### Problem description
Reproduce all of the material exactly as shown.

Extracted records
════════
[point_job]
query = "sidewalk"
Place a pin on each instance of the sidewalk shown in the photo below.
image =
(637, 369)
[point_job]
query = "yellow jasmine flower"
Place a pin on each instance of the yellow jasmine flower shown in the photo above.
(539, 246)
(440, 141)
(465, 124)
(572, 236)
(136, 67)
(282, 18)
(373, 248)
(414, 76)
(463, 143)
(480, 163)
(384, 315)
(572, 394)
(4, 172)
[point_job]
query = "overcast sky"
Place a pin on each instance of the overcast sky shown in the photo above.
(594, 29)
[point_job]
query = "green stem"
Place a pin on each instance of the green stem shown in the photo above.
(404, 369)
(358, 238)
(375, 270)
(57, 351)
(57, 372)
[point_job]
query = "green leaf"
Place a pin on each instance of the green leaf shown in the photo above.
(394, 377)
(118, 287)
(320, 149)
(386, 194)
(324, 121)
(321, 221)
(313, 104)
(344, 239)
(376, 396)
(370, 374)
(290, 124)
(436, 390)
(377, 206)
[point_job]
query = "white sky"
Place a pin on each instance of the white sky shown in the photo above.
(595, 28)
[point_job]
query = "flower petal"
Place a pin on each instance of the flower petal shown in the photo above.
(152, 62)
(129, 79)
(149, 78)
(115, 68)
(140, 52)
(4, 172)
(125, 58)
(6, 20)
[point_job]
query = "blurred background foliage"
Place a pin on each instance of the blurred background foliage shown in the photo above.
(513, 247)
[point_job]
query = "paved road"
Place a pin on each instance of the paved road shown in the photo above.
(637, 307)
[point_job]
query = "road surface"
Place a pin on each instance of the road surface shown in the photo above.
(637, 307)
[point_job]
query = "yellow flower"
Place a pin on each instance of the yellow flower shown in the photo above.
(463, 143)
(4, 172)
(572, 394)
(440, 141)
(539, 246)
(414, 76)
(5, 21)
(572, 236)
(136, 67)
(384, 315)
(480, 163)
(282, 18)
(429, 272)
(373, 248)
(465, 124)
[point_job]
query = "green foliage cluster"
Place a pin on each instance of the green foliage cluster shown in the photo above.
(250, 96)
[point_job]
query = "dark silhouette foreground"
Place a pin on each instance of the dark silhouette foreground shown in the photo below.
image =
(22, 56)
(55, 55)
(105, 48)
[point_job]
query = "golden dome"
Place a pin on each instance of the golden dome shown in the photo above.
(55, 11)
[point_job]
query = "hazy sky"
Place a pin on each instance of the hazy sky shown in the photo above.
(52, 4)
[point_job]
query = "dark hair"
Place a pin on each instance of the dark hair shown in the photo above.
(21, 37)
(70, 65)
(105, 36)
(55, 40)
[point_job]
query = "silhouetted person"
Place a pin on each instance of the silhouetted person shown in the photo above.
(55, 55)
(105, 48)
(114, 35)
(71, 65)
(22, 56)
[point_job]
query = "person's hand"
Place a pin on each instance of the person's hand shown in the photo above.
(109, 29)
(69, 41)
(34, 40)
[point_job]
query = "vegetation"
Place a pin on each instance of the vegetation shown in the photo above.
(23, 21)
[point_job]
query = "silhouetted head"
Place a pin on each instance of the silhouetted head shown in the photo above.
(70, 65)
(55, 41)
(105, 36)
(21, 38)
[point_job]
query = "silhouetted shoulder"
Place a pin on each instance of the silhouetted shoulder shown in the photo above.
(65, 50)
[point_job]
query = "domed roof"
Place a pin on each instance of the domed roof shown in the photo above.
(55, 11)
════════
### The reply
[point_job]
query = "sidewalk"
Place a pin on each instance of the sidewalk shown in the photo below.
image =
(637, 369)
[point_job]
query = "yellow jasmine flower"
Place a pin on each instance of the yellow jasmine flower shown in the photo above.
(539, 246)
(440, 141)
(465, 124)
(572, 236)
(136, 67)
(282, 18)
(373, 248)
(414, 76)
(463, 143)
(480, 163)
(384, 315)
(572, 394)
(4, 172)
[point_job]
query = "overcast sky"
Place a pin on each instance of the overcast sky shown in the photo above.
(594, 29)
[point_job]
query = "green stem"
Place a pin on each instance of the green stem shown in the photo above.
(404, 369)
(358, 238)
(375, 270)
(57, 351)
(57, 372)
[point_job]
query = "green leaf"
Place a pin on each instance of the green leaf shown in the photo above.
(394, 377)
(118, 287)
(320, 149)
(386, 194)
(324, 121)
(321, 221)
(313, 104)
(344, 239)
(376, 396)
(370, 374)
(290, 124)
(436, 390)
(377, 206)
[point_job]
query = "white sky"
Place a pin on each instance of the white sky shown in the photo above.
(595, 28)
[point_job]
query = "flower petal"
Place a pin on each instance of the flower petal shown in the photo above.
(152, 62)
(129, 79)
(149, 78)
(115, 68)
(140, 52)
(4, 172)
(125, 58)
(6, 20)
[point_job]
query = "blurred background foliage"
Place a pin on each instance of the blurred background foliage shown in the photo above.
(513, 247)
[point_job]
query = "paved road"
Place a pin on each instance of the paved road shown in the photo above.
(637, 307)
[point_job]
query = "road surface"
Place a pin on each instance of the road surface shown in the photo above.
(637, 307)
[point_job]
query = "yellow flower"
Place a pin on each instance of the yellow flower shown in the photo above.
(463, 143)
(4, 172)
(572, 394)
(440, 141)
(539, 246)
(414, 76)
(5, 21)
(572, 236)
(136, 67)
(384, 315)
(480, 163)
(282, 18)
(429, 272)
(373, 248)
(465, 124)
[point_job]
query = "green foliage cluster"
Place a pin on each instance of the green foliage cluster shown in the photo above.
(250, 96)
[point_job]
query = "dark silhouette foreground"
Place a pin on each instance of the dark silhouette foreground shown in the photo below.
image =
(22, 56)
(55, 55)
(105, 48)
[point_job]
query = "golden dome"
Place a pin on each instance of the golden dome shown in the photo above.
(55, 11)
[point_job]
query = "hazy sky"
Place a pin on each instance of the hazy sky shown in the photo above.
(52, 4)
[point_job]
query = "dark hair"
Place a pin on each instance of the dark hair shown in the photo above.
(21, 37)
(70, 65)
(105, 36)
(55, 40)
[point_job]
query = "silhouetted person"
Place a pin on each instance of the silhouetted person shown in the photo above.
(55, 55)
(105, 48)
(114, 35)
(71, 65)
(22, 56)
[point_job]
query = "person's hand"
Place a pin on each instance of the person's hand shown in the photo above.
(109, 29)
(69, 41)
(34, 40)
[point_job]
query = "vegetation"
Place a pin on each instance of the vegetation shown in the photo above.
(23, 21)
[point_job]
query = "silhouetted head"
Place a pin on each instance of the silhouetted head shown in the photo above.
(70, 65)
(55, 41)
(105, 36)
(21, 38)
[point_job]
query = "silhouetted shoulder"
Place a pin on each instance of the silhouetted shoulder shown in the photo above.
(65, 50)
[point_job]
query = "domed roof"
Place a pin on each instance of the domed roof shown in the photo above.
(55, 11)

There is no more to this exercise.